DOCUMENT TEXT:
::::::::::

I was feeling fine – better than fine, actually. I felt balanced and reasonable. And that was perhaps the most terrifying realization of all – that this centered, rational person felt simultaneously like me and not-me. If a few bacterial strains could so fundamentally alter my emotional landscape and decision-making patterns, then what exactly constituted the “real me”?
The data was unambiguous. Across all psychological metrics, my responses varied wildly depending on what bacterial populations I was cultivating. My risk assessment, creativity, social inclinations, even my baseline anxiety levels – all shifted predictably based on dietary interventions known to influence gut bacteria.
As I compiled the final experimental results (carefully documented in a 127-page report that no academic journal would ever publish due to its sample size of exactly one), I found myself facing a profound existential question: If my thoughts, feelings, and decisions could be so dramatically manipulated through bacterial population management, how much of what I consider “me” is actually… me?

::::::::::

DATASET RECORDS:
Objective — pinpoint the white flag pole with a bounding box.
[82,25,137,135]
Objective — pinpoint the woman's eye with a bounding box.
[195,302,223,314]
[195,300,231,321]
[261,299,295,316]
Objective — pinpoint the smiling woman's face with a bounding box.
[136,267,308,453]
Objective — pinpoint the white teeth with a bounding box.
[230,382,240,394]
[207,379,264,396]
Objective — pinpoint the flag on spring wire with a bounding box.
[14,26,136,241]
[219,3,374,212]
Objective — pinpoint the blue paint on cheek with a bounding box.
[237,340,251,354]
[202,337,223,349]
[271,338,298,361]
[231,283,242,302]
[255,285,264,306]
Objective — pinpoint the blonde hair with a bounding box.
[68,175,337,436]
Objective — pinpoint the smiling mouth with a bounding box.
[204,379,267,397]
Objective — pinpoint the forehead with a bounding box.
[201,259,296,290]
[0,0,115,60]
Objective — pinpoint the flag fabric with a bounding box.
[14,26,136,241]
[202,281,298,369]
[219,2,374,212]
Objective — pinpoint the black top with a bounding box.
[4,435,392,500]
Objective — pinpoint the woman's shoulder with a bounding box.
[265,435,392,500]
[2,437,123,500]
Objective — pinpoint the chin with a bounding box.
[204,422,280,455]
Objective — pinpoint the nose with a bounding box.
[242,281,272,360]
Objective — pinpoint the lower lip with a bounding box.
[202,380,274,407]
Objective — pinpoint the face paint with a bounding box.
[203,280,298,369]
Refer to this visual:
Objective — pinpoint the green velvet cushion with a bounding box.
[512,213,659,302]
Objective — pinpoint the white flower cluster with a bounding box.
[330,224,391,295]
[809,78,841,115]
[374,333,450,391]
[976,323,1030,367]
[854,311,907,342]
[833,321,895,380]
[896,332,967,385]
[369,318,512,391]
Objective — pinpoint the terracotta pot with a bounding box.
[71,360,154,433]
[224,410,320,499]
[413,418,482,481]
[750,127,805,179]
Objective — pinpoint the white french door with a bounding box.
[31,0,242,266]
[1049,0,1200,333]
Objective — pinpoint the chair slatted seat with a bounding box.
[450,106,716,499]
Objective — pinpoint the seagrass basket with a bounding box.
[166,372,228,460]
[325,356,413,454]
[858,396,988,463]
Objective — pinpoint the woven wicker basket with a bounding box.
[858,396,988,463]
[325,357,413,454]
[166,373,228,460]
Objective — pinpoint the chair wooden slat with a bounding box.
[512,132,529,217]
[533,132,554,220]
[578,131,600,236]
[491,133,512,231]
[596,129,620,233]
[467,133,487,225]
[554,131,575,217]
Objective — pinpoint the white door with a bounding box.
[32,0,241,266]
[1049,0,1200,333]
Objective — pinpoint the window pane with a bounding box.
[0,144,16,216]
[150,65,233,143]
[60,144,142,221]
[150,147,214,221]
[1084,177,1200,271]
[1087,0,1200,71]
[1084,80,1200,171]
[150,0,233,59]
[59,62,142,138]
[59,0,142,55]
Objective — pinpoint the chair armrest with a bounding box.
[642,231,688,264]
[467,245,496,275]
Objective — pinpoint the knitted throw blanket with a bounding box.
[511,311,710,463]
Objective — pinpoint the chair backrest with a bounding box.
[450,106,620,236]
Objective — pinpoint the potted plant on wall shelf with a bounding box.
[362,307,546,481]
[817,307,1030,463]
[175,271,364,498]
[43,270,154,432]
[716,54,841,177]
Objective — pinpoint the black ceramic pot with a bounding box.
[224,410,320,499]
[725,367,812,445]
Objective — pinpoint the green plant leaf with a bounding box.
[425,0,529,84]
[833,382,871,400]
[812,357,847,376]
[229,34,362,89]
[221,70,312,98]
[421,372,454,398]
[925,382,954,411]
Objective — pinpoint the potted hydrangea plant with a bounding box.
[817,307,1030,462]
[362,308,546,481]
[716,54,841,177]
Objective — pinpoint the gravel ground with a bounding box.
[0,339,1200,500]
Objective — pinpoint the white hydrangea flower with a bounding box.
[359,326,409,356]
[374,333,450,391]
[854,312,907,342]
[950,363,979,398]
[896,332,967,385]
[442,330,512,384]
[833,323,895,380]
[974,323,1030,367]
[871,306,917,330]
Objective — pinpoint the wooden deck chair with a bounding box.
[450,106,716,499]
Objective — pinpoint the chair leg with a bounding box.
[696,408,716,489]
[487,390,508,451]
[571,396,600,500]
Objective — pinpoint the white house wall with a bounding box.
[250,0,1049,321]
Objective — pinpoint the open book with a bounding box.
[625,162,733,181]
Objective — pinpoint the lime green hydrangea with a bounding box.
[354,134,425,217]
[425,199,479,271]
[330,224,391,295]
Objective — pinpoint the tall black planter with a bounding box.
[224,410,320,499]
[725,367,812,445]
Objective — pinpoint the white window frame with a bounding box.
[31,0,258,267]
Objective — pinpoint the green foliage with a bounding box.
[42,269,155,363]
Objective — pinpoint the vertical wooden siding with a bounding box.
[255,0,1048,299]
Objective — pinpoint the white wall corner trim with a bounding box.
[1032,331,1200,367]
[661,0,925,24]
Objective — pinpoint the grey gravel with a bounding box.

::::::::::

WHAT THE TASK ASKS:
Copy the passage above about gut bacteria and the sense of self in full, word for word.

OUTPUT FOR THIS EXERCISE:
I was feeling fine – better than fine, actually. I felt balanced and reasonable. And that was perhaps the most terrifying realization of all – that this centered, rational person felt simultaneously like me and not-me. If a few bacterial strains could so fundamentally alter my emotional landscape and decision-making patterns, then what exactly constituted the “real me”?
The data was unambiguous. Across all psychological metrics, my responses varied wildly depending on what bacterial populations I was cultivating. My risk assessment, creativity, social inclinations, even my baseline anxiety levels – all shifted predictably based on dietary interventions known to influence gut bacteria.
As I compiled the final experimental results (carefully documented in a 127-page report that no academic journal would ever publish due to its sample size of exactly one), I found myself facing a profound existential question: If my thoughts, feelings, and decisions could be so dramatically manipulated through bacterial population management, how much of what I consider “me” is actually… me?